*RECORDS FOR THE EXERCISE*.
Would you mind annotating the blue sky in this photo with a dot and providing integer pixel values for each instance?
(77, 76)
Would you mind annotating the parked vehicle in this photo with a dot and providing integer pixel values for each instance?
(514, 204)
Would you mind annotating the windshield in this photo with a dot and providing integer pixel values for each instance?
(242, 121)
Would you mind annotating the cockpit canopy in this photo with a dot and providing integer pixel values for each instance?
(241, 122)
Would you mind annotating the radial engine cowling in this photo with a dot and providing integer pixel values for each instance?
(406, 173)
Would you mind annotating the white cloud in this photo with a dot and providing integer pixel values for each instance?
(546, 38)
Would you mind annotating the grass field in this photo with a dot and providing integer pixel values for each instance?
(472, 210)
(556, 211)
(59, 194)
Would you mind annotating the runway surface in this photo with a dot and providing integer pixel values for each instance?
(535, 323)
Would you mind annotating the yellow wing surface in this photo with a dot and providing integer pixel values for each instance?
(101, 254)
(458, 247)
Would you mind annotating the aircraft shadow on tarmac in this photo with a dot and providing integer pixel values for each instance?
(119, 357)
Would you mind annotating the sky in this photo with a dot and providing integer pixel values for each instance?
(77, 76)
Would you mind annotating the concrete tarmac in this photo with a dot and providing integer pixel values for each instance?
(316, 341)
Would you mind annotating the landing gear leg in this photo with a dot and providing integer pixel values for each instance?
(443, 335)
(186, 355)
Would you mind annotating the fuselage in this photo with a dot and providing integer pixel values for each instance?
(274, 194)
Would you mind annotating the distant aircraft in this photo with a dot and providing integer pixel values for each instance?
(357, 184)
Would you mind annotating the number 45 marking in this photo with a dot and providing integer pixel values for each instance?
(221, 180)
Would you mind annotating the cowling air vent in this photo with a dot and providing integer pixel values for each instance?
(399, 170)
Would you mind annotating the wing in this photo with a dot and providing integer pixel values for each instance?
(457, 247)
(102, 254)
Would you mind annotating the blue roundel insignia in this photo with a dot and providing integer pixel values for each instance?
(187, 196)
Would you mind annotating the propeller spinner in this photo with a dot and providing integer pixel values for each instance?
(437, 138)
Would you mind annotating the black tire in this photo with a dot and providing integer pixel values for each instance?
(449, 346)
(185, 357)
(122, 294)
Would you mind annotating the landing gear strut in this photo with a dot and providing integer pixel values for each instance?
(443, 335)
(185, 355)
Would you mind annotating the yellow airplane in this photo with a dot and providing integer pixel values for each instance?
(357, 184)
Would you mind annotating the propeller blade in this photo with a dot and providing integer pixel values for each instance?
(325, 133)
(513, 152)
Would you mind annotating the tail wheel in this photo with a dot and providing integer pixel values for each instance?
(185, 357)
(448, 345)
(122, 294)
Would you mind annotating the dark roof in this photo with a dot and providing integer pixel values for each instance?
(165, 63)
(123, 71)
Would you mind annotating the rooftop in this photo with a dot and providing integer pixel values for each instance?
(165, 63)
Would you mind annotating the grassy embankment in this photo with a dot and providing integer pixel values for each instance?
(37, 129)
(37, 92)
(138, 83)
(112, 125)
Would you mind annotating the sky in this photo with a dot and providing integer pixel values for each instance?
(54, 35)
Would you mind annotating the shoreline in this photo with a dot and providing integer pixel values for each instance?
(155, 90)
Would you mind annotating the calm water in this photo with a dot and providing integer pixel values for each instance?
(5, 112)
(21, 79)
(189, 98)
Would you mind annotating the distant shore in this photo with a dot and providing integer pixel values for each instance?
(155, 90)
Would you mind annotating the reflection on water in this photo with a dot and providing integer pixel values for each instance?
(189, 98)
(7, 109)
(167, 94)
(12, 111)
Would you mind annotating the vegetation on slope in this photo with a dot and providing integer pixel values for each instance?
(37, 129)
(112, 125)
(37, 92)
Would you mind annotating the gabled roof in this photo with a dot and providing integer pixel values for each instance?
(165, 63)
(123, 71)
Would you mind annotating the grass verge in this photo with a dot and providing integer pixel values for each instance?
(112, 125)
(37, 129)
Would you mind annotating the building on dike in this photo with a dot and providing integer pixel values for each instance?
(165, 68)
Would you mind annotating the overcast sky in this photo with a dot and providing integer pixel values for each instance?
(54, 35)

*TASK*.
Copy the material from the line containing "Would you mind annotating the reflection" through its last line, inclusive, keeping each request line unchanged. Increase every coordinate in the answers by 143.

*TASK SOLUTION*.
Would you mind annotating the reflection on water in this photo with a dot and providing integer pixel values for each instance?
(332, 241)
(150, 252)
(310, 237)
(155, 254)
Would you mind annotating the vegetation on slope in this photo with a dot and providing integer pixel values for each instance?
(180, 272)
(255, 268)
(180, 235)
Would you mind annotating the gabled roof in this photo with a dot and providing integer pixel values for each instance?
(308, 206)
(266, 214)
Would you mind annotating the grass verge in this photo with a dot and providing integer pixel values for each instance?
(255, 268)
(180, 272)
Would you mind annotating the building on dike in this photo with a dot and providing integer pixel values for each instance?
(308, 211)
Would you mind annotating the overcast sky in this photo with a dot and providing integer pixel values for each instance?
(197, 178)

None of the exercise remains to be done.